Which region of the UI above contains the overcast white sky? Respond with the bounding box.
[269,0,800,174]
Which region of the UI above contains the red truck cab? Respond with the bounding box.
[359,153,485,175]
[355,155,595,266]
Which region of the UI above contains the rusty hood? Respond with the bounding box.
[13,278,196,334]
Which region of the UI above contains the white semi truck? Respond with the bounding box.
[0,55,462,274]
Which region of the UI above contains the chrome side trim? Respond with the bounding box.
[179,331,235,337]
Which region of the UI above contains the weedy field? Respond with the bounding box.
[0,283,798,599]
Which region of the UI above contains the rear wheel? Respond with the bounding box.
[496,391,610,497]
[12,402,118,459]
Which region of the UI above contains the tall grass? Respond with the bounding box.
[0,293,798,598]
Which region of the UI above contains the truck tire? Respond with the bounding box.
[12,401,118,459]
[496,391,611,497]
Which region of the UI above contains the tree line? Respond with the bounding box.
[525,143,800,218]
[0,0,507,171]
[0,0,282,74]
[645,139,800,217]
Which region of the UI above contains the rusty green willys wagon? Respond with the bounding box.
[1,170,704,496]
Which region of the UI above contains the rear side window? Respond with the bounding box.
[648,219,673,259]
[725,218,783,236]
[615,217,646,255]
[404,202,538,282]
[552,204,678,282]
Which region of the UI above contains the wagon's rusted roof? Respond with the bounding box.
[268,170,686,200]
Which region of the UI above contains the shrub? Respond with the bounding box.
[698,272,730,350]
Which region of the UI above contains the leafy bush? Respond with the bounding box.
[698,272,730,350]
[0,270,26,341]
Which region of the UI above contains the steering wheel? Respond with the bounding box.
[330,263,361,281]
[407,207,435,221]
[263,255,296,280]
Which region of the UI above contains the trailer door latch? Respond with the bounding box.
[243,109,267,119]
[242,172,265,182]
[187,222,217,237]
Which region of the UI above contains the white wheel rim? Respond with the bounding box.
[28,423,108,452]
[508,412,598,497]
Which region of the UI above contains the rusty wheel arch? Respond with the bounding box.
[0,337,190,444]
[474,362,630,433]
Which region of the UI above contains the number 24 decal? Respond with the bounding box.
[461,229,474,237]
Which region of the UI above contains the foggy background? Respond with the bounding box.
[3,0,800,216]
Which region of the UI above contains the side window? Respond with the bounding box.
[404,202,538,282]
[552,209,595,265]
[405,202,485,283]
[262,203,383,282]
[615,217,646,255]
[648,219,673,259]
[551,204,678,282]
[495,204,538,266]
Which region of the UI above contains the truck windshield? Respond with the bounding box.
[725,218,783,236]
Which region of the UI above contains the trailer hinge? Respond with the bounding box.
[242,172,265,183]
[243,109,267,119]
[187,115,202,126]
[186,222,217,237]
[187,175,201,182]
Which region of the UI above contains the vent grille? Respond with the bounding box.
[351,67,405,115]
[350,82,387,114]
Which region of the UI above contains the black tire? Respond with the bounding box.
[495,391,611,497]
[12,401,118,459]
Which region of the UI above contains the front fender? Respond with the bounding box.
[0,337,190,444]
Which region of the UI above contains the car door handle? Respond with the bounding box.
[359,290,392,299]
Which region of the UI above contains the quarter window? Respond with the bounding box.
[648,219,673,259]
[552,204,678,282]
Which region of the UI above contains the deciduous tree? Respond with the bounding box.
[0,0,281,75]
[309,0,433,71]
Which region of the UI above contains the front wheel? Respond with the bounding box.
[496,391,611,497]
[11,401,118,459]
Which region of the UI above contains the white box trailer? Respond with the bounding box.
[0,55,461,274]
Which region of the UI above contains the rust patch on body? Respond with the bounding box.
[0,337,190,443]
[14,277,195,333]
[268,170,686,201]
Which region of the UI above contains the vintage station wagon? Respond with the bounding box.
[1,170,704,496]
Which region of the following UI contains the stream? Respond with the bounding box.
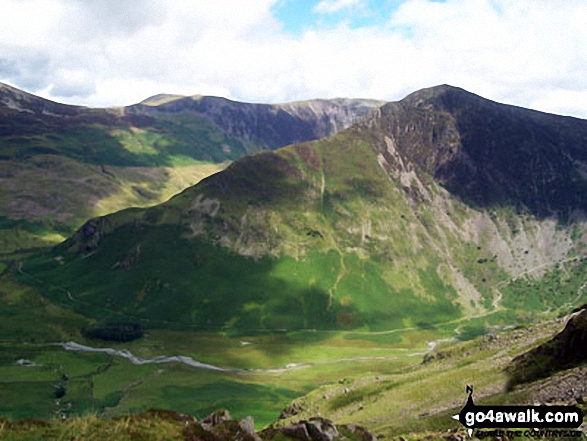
[58,341,427,374]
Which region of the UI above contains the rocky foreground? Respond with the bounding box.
[0,408,378,441]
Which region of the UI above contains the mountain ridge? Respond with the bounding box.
[125,94,384,153]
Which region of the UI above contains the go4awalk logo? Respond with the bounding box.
[452,386,584,437]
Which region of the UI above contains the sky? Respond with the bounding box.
[1,0,587,117]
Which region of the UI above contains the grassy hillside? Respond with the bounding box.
[275,316,587,439]
[22,128,473,331]
[0,107,239,251]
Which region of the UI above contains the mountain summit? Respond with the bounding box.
[368,85,587,217]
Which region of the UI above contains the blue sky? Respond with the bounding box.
[272,0,406,35]
[1,0,587,118]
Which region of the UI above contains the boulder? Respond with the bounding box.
[203,409,232,425]
[305,417,339,441]
[281,423,311,440]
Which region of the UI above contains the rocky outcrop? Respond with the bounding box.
[279,400,304,419]
[507,310,587,387]
[202,409,233,426]
[185,414,260,441]
[59,217,114,253]
[526,366,587,405]
[262,416,378,441]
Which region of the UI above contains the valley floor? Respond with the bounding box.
[0,252,585,439]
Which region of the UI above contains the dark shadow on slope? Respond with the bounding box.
[439,92,587,219]
[505,310,587,389]
[373,85,587,220]
[0,111,246,167]
[19,225,356,363]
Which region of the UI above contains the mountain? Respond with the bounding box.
[0,82,382,252]
[22,85,587,332]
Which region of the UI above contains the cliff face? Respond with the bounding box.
[365,85,587,217]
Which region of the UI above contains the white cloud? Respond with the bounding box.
[388,0,587,115]
[1,0,587,118]
[314,0,362,14]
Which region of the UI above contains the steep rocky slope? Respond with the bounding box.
[366,85,587,217]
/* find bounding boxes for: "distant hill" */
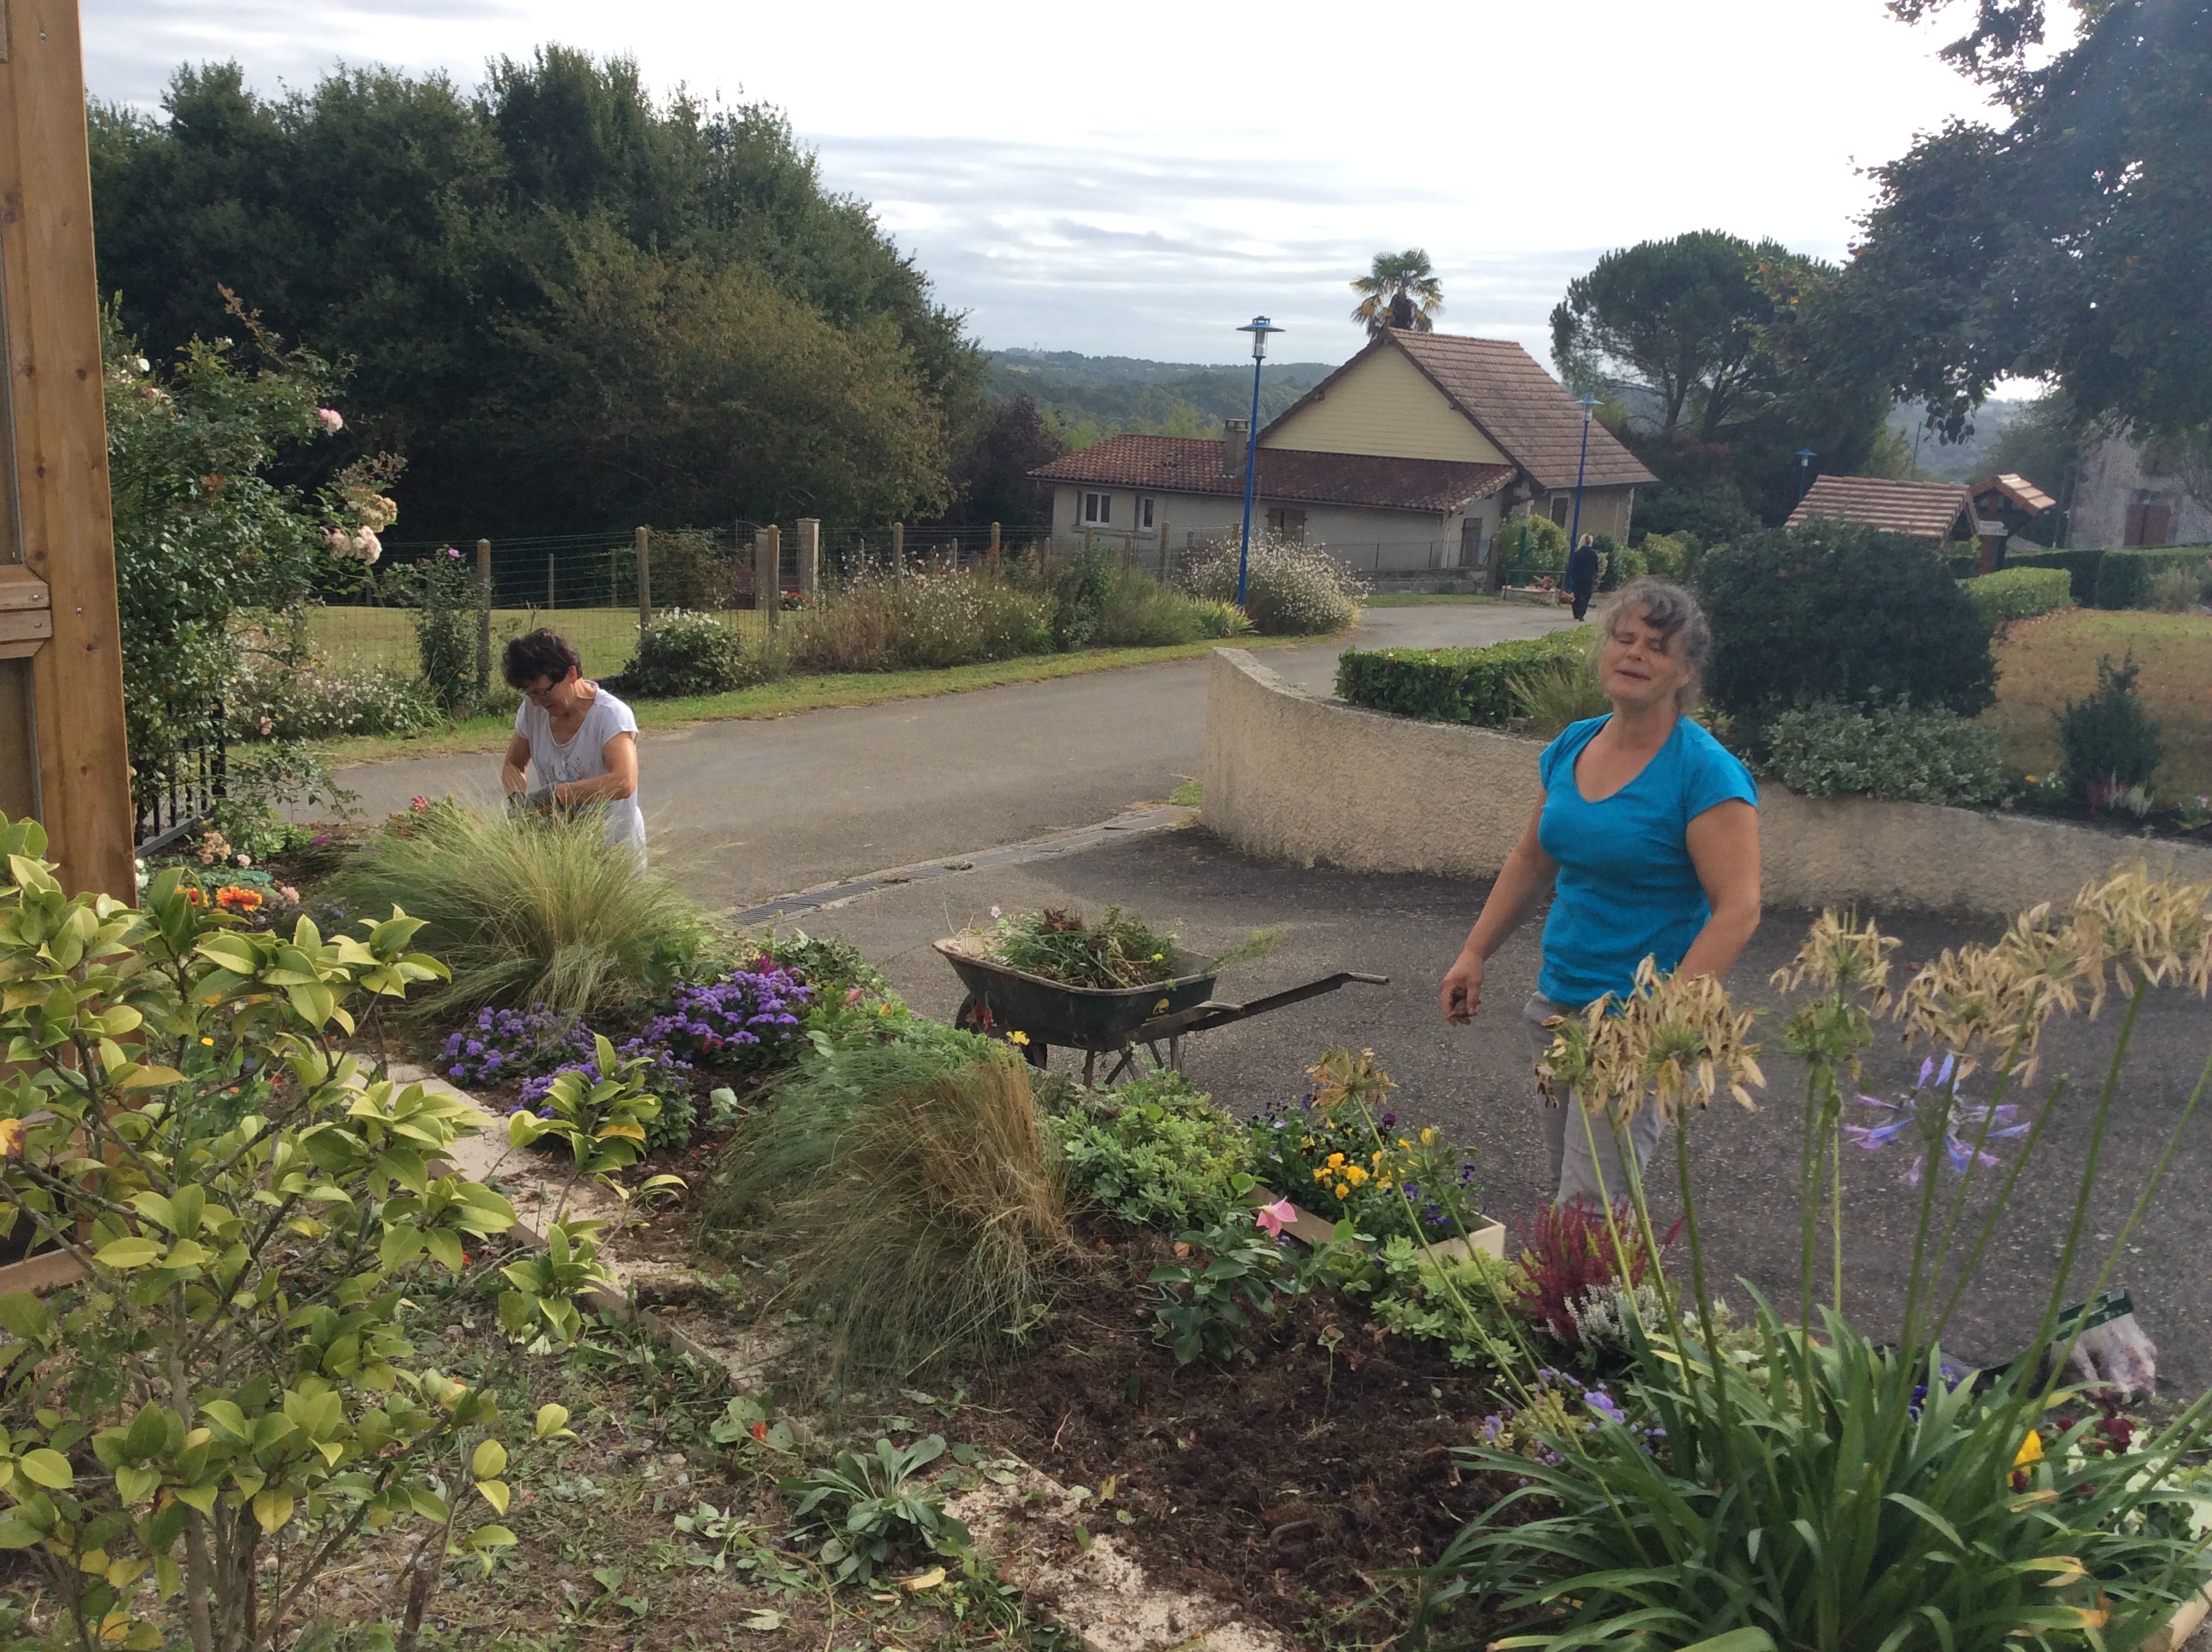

--- Work instructions ---
Without the pictures, return all the entries above exactly as they stand.

--- Written reply ---
Which region of the UI above contains the overcast white sky? Respond with the bounding box.
[269,0,800,174]
Which region of the UI above contains the red truck cab? Respond with the bounding box.
[359,153,485,175]
[355,155,595,266]
Which region of the UI above contains the rusty hood? Respond with the bounding box.
[13,278,196,334]
Which region of the UI above contains the white semi truck? Respond with the bounding box.
[0,55,462,274]
Which region of the UI above contains the chrome side trim? Respond with the bounding box.
[179,331,235,337]
Which region of the UI above contains the weedy field? Respond with the bounding box.
[0,283,798,599]
Which region of the UI above contains the rear wheel? Respond with the bounding box.
[496,391,610,497]
[12,402,118,459]
Which region of the UI above contains the tall grass? Respond with the bounding box.
[0,293,798,598]
Which region of the UI above contains the truck tire? Respond with the bounding box.
[12,401,118,459]
[496,391,611,497]
Which region of the UI above contains the tree line? Respond with the bounding box.
[525,143,800,218]
[0,0,507,171]
[0,0,282,74]
[645,139,800,217]
Which region of the UI above contains the rusty green willys wagon? Respond with the bounding box.
[1,170,704,496]
Which region of the UI above contains the rear side window? Respond with the bounding box.
[648,219,673,259]
[725,218,783,236]
[615,217,646,255]
[404,202,538,282]
[552,204,678,282]
Which region of the UI above contains the wagon's rusted roof? Respond with the bounding box.
[268,170,686,200]
Which region of the UI above contains the shrub? Respond with the bounding box.
[698,272,730,350]
Which region of the UI above contains the leafy bush? Respond with the bounding box.
[698,272,730,350]
[0,270,26,341]
Which region of the UI above contains the steering wheel? Respond with the bounding box.
[330,263,361,281]
[407,207,435,221]
[263,255,296,280]
Which region of the UI above contains the trailer door latch? Respond with the bounding box.
[243,109,267,119]
[242,172,265,182]
[187,222,217,237]
Which region of the UI above contains the white wheel rim? Respond with the bounding box.
[28,423,108,452]
[508,412,598,497]
Which region of the UI above contains the rusty wheel arch? Respond with the bounding box.
[0,337,190,444]
[474,362,630,433]
Which region of the UI above contains the number 24 decal? Respond with the bounding box.
[461,229,474,237]
Which region of the UI above contains the foggy background? Respond with the bounding box.
[3,0,800,216]
Which region of the UI above contains the side window? Respond with the bounding box.
[404,202,538,282]
[552,209,595,265]
[405,202,485,283]
[262,203,383,282]
[615,217,646,255]
[648,219,673,259]
[551,204,678,282]
[495,204,538,266]
Which region of the UI above contains the truck windshield? Respond with the bounding box.
[725,218,783,236]
Which region of the UI above contains the trailer hinge? Respond with the bounding box.
[242,172,265,183]
[243,109,267,119]
[187,115,202,126]
[186,222,217,237]
[187,175,201,182]
Which region of the UI above contains the vent grille? Respond with the bounding box.
[351,67,405,115]
[350,82,387,114]
Which region of the UI above contains the black tire? Respond with the bounding box.
[495,391,611,497]
[12,401,118,459]
Which region of the UI above contains the front fender? Respond with the bounding box.
[0,337,190,444]
Which region of the UI above contains the car door handle? Respond with the bounding box.
[359,290,392,299]
Which region of the UI above contains the quarter window? Respond with the bounding box.
[648,219,673,259]
[552,204,678,282]
Which region of the UI above contains the deciduous tree? Respond with the bounding box.
[0,0,281,75]
[309,0,433,71]
Which region of the UI above contains the front wheel? Respond with the bounding box.
[496,391,611,497]
[11,401,118,459]
Which region of the UI above contains the white box trailer? Respond with the bounding box.
[0,55,461,274]
Which region of the UI above contains the rust patch on body? Respond with the bounding box.
[0,337,190,443]
[14,277,195,333]
[268,170,686,201]
Which region of the UI above contains the vintage station wagon? Respond with the bounding box.
[1,170,704,496]
Which region of the following UI contains the stream? Respond with the bounding box.
[58,341,427,374]
Which region of the UI above contains the rocky foreground? Respond with the bounding box.
[0,408,378,441]
Which region of the UI above contains the mountain ridge? Respond with the bounding box.
[125,94,384,153]
Which region of the UI above contains the go4awalk logo? Respond with the bounding box.
[452,386,584,437]
Which region of the UI above contains the sky? Respond with the bounding box.
[1,0,587,117]
Which region of the UI above contains the grassy hillside? Respond with the bounding box.
[275,316,587,439]
[22,128,473,331]
[0,107,239,251]
Which region of the UI above contains the mountain summit? Respond with the bounding box.
[368,85,587,217]
Which region of the UI above contains the blue sky? Respond with the bounding box.
[272,0,406,35]
[1,0,587,118]
Which region of the UI above contains the boulder? Respond with the bounding box.
[203,409,232,425]
[305,417,339,441]
[281,423,311,440]
Which region of the UI above contains the rocky outcrop? Respond with the bounding box.
[279,400,304,419]
[507,310,587,387]
[202,409,233,426]
[185,414,260,441]
[59,217,114,253]
[526,366,587,405]
[262,416,378,441]
Which region of the UI above contains the valley floor? Respond with the bounding box.
[0,252,585,439]
Which region of the UI above contains the dark shadow on slope? Respond with the bounding box.
[439,92,587,219]
[505,310,587,389]
[373,85,587,220]
[0,111,246,167]
[19,225,356,363]
Which region of the UI above contains the mountain? Respond with the bounding box.
[0,82,382,252]
[22,85,587,332]
Which region of the UI above contains the cliff face? Respond with the bounding box.
[365,85,587,217]
Which region of the UI above contains the white cloud? Respond with the bounding box.
[388,0,587,115]
[1,0,587,118]
[314,0,362,14]
Which region of the UI above contains the steep rocky slope? Respond with the bounding box.
[366,85,587,217]
/* find bounding boxes for: "distant hill" */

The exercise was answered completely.